**Excerpted passage**.
########

The pre-veterinary curriculum can be pursued under the majors of Animal Science or Pathobiology. Most students prepare for veterinary college while pursuing a Bachelor of Science (B.S.) degree in one of these majors.
Undergraduate advisors for pre-vet students are available in the Department of Animal Science and the Department of Pathobiology and Veterinary Science. The pre-vet advisors are knowledgeable about pre-veterinary requirements and will assist and guide you through your undergraduate career. Please visit the departmental websites below for information on the pre-vet programs in both departments:
UConn does not have a veterinary school or a veterinary technician certification program.
Information on Application to Veterinary Schools and Colleges
Students enroll in veterinary school following the completion of a Bachelor's degree. Veterinary medicine programs are four years in length and admission is highly competitive. Specific admission requirements vary slightly among veterinary colleges, but all emphasize a strong science background. Applications to veterinary colleges are made in the fall of the final year of the Bachelor's program. Successful applicants must maintain a high undergraduate grade point average and have practical experience working with animals and veterinarians. The University of Connecticut is well positioned to help you obtain practical experience. In addition, most veterinary colleges require competitive GRE and/or VCAT scores.
UConn graduates who meet the veterinary school requirements described above are typically accepted into veterinary colleges.
View a listing of UConn graduates who have gone on to attend veterinary school.
The Association of American Veterinary Medical Colleges (AAVMC) provides a Listing of Veterinary Schools and Colleges in the U.S. and other countries.
Suggestions for High School Students Preparing for a Career in Veterinary Medicine
You should meet all of the admission requirements listed in the undergraduate catalog of the University of Connecticut. In addition, it will be helpful if you have a strong science and math background. If you have the option to take courses for college credit at your high school, this may give you greater flexibility in course selection during your college pre-veterinary medicine program.
Obtaining experience working for a veterinarian is an excellent way to determine if veterinary medicine is an appropriate career choice. Veterinary colleges require this type of work experience prior to application. Other positions working with animals may also enhance your veterinary college application.

########

**Material supplied**.
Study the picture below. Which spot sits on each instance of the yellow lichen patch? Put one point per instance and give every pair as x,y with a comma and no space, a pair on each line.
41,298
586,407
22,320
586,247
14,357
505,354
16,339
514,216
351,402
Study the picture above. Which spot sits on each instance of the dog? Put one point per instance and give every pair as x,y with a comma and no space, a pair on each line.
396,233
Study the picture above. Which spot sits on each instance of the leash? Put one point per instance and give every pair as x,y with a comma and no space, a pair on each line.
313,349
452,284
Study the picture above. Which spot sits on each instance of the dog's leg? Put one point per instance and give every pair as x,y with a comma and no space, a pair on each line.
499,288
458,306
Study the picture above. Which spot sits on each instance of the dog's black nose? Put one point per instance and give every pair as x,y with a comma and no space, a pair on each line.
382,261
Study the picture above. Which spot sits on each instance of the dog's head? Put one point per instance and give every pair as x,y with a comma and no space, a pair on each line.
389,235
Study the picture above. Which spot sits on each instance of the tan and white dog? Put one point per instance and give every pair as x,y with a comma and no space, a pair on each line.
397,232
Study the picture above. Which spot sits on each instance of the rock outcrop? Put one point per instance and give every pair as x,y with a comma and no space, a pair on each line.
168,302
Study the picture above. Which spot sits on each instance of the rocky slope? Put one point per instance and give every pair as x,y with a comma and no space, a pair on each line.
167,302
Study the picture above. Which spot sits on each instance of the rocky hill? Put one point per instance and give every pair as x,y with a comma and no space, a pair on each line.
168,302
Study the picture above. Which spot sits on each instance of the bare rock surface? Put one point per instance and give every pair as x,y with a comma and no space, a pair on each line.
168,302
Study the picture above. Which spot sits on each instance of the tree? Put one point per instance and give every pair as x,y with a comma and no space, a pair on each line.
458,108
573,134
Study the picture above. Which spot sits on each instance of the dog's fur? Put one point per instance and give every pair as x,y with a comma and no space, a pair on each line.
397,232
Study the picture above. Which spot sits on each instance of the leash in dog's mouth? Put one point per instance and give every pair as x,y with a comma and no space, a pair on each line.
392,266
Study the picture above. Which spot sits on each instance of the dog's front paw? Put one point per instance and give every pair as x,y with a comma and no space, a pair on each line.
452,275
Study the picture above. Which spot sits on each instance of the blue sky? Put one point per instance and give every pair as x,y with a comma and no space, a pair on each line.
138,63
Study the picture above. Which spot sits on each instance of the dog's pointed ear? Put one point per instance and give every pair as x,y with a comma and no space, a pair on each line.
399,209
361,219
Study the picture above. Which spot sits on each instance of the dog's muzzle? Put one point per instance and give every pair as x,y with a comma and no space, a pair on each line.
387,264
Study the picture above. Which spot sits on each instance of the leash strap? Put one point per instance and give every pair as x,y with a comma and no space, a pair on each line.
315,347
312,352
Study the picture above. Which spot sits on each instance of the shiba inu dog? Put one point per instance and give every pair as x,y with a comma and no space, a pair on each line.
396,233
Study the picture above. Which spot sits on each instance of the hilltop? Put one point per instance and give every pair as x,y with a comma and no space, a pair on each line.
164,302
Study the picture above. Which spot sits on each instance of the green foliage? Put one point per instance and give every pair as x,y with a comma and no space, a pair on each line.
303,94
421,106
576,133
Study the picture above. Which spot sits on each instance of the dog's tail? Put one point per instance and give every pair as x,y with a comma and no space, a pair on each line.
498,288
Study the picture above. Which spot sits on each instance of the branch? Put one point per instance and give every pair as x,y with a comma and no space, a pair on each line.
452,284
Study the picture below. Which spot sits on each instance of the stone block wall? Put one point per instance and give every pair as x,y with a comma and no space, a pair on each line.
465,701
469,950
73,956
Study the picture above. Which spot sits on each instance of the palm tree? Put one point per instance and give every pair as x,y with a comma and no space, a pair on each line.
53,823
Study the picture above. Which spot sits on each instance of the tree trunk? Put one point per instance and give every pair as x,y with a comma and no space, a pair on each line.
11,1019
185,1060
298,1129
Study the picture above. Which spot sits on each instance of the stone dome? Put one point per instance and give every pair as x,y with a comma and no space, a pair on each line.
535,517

########

**Exercise instructions**.
(1) Answer these questions from the pre-veterinary text:
(a) Under which majors can the pre-veterinary curriculum be pursued?
(b) How many years long are veterinary medicine programs?
(c) At what point are applications to veterinary colleges made?
(2) Translate this sentence from the pre-veterinary text into Spanish: "UConn does not have a veterinary school or a veterinary technician certification program."

**Answers to the problems**.
(1)
(a) Animal Science or Pathobiology.
(b) Four years.
(c) In the fall of the final year of the Bachelor's program.

(2) UConn no tiene una escuela de veterinaria ni un programa de certificación de técnico veterinario.